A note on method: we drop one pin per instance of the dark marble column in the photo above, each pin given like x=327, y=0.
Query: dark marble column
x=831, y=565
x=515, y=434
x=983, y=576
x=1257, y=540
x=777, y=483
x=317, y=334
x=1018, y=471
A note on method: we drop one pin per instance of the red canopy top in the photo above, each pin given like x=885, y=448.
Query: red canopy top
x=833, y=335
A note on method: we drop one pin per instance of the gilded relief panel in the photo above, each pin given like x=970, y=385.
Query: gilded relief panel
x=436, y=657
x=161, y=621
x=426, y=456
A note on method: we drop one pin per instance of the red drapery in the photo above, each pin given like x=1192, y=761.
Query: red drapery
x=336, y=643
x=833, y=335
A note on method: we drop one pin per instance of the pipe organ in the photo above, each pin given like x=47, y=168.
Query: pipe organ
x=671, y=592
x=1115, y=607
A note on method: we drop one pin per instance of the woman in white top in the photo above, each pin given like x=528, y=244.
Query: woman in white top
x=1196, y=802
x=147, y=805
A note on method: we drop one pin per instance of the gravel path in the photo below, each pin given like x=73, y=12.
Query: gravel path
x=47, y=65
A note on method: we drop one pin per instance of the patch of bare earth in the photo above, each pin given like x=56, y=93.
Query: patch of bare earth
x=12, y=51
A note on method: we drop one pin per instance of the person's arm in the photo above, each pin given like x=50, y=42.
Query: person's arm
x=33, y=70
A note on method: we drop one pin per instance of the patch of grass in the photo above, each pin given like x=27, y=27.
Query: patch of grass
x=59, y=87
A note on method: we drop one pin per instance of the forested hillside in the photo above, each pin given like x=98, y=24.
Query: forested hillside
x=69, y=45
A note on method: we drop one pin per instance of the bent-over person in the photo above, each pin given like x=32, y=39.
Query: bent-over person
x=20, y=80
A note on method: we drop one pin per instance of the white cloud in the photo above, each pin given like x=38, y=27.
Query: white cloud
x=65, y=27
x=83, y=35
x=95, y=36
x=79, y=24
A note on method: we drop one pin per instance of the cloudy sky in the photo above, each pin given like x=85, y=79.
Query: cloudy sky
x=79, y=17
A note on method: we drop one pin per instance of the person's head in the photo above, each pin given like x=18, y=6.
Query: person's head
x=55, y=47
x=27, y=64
####
What the task asks: Rewrite everything from the row containing "like x=85, y=79." down to the last row, with "cloudy sky" changed to "overcast sky" and nothing else altered.

The solution:
A note on method: we drop one pin per instance of the overcast sky in the photo above, each pin given like x=85, y=79.
Query: overcast sky
x=79, y=17
A note on method: we drop one pin per instance of the person's head in the photo above, each pin given like x=18, y=6.
Query: person's head
x=55, y=47
x=27, y=64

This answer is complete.